◆ **WORK TO BE COMPLETED**
Repeat everything from the line that contains "subject: bus rear wheel" down to the line that contains "POLYGON ((137 37, 137", with both of those lines included, copying each line without any change.
------ RECORDS FOR PROCESSING ------
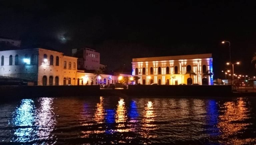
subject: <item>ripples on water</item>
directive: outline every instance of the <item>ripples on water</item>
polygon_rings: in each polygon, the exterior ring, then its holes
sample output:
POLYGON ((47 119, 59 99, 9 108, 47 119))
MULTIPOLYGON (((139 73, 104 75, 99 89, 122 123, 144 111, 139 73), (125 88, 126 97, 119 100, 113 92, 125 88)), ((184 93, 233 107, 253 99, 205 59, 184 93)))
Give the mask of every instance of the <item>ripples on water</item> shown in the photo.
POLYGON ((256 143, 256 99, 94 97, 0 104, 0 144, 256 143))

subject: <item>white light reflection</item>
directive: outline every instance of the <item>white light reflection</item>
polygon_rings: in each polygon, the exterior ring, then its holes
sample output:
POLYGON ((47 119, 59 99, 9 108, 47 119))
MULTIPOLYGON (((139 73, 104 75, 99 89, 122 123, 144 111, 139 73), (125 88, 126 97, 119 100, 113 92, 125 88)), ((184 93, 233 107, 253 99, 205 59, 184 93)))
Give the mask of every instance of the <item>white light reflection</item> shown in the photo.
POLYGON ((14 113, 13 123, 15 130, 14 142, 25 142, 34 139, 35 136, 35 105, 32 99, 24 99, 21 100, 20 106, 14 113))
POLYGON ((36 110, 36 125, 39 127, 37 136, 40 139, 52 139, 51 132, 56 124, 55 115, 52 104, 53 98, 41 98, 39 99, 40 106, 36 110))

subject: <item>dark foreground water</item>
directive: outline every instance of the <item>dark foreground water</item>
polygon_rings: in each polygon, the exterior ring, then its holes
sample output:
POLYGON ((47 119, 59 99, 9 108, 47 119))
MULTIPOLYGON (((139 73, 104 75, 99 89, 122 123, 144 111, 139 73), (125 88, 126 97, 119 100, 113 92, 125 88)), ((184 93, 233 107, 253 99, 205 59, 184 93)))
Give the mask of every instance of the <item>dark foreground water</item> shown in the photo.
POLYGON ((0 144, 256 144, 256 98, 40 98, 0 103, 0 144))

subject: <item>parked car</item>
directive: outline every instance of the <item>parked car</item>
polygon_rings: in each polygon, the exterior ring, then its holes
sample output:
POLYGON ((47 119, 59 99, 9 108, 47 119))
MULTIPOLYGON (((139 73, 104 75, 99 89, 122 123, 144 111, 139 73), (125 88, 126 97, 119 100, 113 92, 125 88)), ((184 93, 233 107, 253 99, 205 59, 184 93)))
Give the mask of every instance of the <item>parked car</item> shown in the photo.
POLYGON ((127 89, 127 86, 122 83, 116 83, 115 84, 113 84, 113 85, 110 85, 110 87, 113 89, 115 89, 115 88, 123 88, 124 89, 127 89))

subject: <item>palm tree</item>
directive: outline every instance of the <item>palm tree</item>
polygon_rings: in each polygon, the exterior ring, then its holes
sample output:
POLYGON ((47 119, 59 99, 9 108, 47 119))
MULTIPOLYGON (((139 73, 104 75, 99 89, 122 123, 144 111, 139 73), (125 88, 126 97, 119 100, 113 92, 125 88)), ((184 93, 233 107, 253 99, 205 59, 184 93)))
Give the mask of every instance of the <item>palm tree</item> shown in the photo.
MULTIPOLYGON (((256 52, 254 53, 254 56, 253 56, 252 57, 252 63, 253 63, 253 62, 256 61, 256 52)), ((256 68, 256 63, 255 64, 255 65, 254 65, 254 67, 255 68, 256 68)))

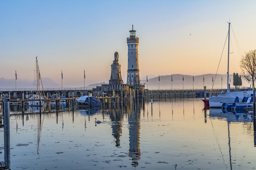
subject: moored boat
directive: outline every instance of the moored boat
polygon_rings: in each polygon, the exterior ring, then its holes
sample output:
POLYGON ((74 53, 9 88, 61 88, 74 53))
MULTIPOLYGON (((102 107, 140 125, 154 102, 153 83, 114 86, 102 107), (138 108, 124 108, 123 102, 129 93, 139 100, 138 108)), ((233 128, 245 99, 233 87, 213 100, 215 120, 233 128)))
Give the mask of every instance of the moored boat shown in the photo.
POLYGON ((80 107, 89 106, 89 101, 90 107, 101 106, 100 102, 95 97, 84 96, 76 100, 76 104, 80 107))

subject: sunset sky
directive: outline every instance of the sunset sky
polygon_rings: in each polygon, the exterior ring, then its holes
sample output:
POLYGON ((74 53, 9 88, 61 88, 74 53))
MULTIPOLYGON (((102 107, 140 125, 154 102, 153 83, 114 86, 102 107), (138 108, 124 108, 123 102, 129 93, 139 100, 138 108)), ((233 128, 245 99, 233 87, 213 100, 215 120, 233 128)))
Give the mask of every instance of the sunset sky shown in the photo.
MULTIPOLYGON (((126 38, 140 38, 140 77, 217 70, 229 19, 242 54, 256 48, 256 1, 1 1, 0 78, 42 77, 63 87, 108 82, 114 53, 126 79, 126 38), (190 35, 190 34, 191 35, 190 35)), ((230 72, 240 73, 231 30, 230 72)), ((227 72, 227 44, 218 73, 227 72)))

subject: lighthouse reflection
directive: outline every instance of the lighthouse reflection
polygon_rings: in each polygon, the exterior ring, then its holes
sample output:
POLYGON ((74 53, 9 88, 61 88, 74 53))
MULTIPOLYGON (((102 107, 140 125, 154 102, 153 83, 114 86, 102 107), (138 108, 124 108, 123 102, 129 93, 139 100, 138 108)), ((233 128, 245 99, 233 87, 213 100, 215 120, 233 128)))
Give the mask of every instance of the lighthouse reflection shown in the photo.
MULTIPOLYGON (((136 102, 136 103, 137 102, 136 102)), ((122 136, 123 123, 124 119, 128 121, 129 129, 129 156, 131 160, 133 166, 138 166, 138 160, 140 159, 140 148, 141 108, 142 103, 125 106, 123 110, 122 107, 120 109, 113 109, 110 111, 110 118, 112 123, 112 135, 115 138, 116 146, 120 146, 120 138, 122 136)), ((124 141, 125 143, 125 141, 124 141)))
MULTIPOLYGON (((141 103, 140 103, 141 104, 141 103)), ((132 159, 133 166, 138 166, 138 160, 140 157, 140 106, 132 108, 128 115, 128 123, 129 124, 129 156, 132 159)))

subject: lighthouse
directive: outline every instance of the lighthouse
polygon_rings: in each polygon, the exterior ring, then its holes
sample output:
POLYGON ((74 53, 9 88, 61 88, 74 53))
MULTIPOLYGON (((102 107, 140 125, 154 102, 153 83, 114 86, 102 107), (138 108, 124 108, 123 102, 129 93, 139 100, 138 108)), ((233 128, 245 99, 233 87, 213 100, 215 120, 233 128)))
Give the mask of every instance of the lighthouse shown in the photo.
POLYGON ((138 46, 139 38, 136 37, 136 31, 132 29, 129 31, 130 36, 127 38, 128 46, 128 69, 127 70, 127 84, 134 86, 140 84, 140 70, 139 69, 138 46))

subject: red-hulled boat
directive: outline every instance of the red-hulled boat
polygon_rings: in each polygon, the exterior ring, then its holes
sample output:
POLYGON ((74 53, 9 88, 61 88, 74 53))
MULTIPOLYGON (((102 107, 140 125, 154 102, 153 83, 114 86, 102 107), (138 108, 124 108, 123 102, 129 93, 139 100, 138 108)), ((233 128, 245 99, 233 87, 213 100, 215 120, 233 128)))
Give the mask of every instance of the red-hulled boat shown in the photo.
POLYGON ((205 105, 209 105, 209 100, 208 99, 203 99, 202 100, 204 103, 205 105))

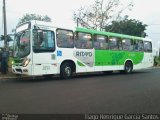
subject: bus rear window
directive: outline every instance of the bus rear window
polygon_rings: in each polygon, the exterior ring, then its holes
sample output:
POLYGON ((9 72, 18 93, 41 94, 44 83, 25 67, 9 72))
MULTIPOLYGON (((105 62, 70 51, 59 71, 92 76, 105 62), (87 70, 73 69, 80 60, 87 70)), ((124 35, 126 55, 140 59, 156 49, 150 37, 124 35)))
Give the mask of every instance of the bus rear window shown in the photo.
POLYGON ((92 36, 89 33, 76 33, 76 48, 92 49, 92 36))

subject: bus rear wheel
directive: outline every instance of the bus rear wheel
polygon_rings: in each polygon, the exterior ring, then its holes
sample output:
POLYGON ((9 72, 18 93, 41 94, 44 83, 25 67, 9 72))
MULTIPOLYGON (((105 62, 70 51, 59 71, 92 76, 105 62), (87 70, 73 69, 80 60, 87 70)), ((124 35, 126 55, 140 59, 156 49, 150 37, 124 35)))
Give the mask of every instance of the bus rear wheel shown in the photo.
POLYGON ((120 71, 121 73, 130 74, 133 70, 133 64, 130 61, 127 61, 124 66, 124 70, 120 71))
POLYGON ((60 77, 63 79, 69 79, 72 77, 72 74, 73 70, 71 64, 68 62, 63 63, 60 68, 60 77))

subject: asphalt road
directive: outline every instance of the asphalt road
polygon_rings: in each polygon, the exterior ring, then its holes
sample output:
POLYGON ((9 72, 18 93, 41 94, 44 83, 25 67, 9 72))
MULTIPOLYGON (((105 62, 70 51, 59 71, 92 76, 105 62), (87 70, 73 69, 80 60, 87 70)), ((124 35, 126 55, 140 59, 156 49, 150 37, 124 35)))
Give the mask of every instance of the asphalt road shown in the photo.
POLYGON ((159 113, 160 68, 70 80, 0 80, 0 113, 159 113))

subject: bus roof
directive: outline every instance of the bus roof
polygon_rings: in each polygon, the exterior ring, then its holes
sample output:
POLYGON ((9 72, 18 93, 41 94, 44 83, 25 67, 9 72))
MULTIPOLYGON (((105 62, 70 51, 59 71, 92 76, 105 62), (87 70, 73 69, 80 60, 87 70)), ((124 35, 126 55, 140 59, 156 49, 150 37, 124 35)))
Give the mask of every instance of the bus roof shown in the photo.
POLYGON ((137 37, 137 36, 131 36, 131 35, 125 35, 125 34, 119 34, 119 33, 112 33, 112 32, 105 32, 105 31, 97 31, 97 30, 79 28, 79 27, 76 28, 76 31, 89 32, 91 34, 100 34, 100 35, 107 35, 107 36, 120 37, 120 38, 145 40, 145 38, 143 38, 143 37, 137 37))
------
------ RECORDS FOR PROCESSING ------
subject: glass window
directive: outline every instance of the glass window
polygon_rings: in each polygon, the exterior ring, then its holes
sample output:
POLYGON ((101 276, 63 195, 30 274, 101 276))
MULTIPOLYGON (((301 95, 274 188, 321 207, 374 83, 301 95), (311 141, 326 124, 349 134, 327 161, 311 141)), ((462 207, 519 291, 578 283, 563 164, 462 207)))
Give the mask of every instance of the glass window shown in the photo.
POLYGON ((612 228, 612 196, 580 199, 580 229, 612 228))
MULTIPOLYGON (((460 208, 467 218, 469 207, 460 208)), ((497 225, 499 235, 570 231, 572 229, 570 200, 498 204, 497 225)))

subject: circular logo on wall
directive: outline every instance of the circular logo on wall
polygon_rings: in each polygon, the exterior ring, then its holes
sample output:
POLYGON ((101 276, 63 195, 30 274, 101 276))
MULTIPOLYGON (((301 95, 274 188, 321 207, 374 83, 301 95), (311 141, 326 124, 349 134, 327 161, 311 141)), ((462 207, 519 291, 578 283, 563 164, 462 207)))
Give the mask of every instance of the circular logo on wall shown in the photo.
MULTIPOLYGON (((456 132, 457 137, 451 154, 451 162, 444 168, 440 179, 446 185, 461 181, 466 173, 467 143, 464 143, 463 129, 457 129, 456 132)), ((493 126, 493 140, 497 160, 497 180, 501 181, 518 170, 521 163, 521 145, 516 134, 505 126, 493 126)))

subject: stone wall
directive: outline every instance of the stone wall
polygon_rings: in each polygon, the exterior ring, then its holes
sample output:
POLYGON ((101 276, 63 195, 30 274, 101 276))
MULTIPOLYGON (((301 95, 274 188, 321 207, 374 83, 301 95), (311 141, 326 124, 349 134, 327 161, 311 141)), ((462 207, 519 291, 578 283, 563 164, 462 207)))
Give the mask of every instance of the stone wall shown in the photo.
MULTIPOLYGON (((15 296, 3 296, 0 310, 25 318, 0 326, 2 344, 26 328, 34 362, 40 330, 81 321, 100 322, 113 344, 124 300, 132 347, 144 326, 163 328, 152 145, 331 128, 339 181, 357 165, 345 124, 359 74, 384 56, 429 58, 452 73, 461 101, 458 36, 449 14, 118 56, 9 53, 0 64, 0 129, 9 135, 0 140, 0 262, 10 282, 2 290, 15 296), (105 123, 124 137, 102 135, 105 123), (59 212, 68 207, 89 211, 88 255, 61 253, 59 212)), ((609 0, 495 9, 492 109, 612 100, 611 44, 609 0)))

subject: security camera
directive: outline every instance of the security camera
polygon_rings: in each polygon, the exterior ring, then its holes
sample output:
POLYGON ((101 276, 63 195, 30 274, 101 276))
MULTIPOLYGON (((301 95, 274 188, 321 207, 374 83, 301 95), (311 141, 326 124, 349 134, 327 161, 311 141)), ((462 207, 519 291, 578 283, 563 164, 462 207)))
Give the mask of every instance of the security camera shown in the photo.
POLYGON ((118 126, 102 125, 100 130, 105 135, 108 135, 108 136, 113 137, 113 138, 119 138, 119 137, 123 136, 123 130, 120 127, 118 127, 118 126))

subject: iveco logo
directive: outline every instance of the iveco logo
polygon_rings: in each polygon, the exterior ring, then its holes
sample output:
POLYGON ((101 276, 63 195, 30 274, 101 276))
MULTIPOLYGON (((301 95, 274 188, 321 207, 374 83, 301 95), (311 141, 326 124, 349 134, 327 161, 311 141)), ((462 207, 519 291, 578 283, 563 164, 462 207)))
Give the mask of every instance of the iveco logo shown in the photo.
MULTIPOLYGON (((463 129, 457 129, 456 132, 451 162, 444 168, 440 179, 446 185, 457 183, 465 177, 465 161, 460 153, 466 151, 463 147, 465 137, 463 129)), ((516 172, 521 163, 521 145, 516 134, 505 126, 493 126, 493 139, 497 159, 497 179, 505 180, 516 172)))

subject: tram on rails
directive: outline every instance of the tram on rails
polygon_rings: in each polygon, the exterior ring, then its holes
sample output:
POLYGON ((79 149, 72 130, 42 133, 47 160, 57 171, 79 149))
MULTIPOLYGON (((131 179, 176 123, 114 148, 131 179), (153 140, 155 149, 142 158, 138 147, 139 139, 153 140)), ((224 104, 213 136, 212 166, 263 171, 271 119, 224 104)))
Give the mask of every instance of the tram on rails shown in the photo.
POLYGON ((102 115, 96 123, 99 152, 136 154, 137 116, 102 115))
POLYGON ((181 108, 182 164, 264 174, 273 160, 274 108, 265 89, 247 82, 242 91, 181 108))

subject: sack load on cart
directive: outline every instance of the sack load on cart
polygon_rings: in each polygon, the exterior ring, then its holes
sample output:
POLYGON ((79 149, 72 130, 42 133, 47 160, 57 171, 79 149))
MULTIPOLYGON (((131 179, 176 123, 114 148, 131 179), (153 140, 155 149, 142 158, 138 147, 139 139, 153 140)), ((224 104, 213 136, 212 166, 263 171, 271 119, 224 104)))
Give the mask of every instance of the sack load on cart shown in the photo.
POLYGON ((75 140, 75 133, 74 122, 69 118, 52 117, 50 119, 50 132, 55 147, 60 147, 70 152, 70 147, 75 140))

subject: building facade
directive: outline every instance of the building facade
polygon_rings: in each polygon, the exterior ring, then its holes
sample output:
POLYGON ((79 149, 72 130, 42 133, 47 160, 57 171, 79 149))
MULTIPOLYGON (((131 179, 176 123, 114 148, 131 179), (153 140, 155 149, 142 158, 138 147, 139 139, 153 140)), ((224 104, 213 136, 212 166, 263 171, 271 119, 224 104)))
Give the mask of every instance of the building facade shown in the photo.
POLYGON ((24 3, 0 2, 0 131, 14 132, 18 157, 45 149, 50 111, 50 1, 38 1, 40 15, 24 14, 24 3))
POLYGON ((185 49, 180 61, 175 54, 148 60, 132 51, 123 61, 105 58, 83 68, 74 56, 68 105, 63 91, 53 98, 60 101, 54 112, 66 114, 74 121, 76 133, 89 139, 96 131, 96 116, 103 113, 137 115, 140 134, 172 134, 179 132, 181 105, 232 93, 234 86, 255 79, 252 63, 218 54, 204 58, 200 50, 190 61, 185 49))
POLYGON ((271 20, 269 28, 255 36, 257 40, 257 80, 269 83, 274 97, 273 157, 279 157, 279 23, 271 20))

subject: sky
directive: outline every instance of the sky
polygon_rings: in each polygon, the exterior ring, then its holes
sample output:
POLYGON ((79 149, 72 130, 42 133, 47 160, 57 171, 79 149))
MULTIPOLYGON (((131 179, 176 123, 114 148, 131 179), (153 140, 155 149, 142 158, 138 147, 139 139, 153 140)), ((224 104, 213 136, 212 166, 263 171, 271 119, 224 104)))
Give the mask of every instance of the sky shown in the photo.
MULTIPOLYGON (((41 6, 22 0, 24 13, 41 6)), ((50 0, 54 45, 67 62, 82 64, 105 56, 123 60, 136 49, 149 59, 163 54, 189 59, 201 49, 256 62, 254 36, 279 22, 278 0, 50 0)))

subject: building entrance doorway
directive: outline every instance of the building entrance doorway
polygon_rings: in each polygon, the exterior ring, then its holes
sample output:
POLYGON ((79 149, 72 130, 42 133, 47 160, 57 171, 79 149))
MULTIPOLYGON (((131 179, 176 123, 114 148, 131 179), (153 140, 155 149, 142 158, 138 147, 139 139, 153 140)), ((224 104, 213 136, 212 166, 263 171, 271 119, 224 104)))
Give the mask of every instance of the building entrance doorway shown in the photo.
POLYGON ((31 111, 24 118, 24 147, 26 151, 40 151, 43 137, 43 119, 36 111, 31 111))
------
------ RECORDS FOR PROCESSING ------
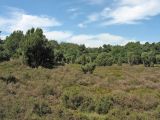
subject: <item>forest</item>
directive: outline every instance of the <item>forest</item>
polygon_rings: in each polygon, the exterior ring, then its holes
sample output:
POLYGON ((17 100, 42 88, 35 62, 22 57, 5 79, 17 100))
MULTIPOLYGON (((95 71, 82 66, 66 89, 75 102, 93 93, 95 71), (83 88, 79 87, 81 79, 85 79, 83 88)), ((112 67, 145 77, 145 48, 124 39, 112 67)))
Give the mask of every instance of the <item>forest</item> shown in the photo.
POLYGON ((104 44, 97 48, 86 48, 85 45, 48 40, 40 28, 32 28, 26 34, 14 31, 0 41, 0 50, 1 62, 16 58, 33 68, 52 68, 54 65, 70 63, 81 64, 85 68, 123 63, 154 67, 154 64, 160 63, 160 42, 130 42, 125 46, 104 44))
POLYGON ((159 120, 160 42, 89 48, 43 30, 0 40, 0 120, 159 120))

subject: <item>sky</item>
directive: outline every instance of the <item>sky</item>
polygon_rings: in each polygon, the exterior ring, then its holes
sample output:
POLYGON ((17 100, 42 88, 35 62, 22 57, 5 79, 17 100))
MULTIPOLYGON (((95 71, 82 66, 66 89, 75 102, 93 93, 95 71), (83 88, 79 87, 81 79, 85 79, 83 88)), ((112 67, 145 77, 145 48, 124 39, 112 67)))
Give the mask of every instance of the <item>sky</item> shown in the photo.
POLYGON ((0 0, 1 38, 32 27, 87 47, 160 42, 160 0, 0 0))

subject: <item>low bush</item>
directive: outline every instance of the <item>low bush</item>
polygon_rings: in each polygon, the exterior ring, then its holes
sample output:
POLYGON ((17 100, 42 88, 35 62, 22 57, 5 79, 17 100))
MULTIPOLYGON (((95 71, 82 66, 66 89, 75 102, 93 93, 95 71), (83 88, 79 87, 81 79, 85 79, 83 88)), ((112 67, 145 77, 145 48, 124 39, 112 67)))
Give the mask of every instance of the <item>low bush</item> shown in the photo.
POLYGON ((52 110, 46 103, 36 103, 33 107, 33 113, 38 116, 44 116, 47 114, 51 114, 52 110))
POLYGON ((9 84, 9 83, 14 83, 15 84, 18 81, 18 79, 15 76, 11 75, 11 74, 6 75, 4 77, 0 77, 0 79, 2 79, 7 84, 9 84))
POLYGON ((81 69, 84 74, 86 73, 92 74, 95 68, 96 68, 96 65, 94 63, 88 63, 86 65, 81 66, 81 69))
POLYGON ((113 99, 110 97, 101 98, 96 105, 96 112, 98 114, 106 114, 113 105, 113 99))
------
◆ **WORKED SOLUTION**
subject: bus rear wheel
directive: outline every instance of the bus rear wheel
polygon_rings: in each polygon, the exterior ring, then its holes
sample output:
POLYGON ((9 72, 18 93, 41 94, 44 83, 25 67, 9 72))
MULTIPOLYGON (((105 62, 70 51, 59 71, 92 76, 105 62), (87 70, 73 69, 80 60, 87 70)), ((124 35, 126 55, 140 59, 156 49, 150 37, 124 35)))
Give the mask of every instance of the bus rear wheel shown in the photo.
POLYGON ((120 71, 121 73, 130 74, 133 70, 133 64, 130 61, 127 61, 124 66, 124 70, 120 71))
POLYGON ((60 77, 63 79, 69 79, 72 77, 72 74, 73 70, 71 64, 68 62, 63 63, 60 68, 60 77))

subject: asphalt road
directive: outline every instance of the asphalt road
polygon_rings: in each polygon, the exterior ring, then its holes
sample output:
POLYGON ((9 72, 18 93, 41 94, 44 83, 25 67, 9 72))
MULTIPOLYGON (((105 62, 70 51, 59 71, 92 76, 105 62), (87 70, 73 69, 80 60, 87 70)), ((124 35, 126 55, 140 59, 156 49, 150 37, 124 35)))
Give the mask of every instance of the asphalt road shown in the photo.
POLYGON ((159 113, 160 68, 70 80, 0 80, 0 113, 159 113))

subject: bus roof
directive: outline every instance of the bus roof
polygon_rings: in each polygon, the exterior ring, then its holes
sample output:
POLYGON ((9 72, 18 93, 41 94, 44 83, 25 67, 9 72))
MULTIPOLYGON (((105 62, 70 51, 59 71, 92 76, 105 62), (87 70, 73 69, 80 60, 87 70)), ((124 35, 126 55, 140 59, 156 49, 150 37, 124 35)))
Give the mask of every instance of the bus roof shown in the photo.
POLYGON ((137 37, 137 36, 131 36, 131 35, 125 35, 125 34, 119 34, 119 33, 112 33, 112 32, 105 32, 105 31, 97 31, 97 30, 79 28, 79 27, 76 28, 76 31, 89 32, 91 34, 100 34, 100 35, 107 35, 107 36, 120 37, 120 38, 145 40, 145 38, 143 38, 143 37, 137 37))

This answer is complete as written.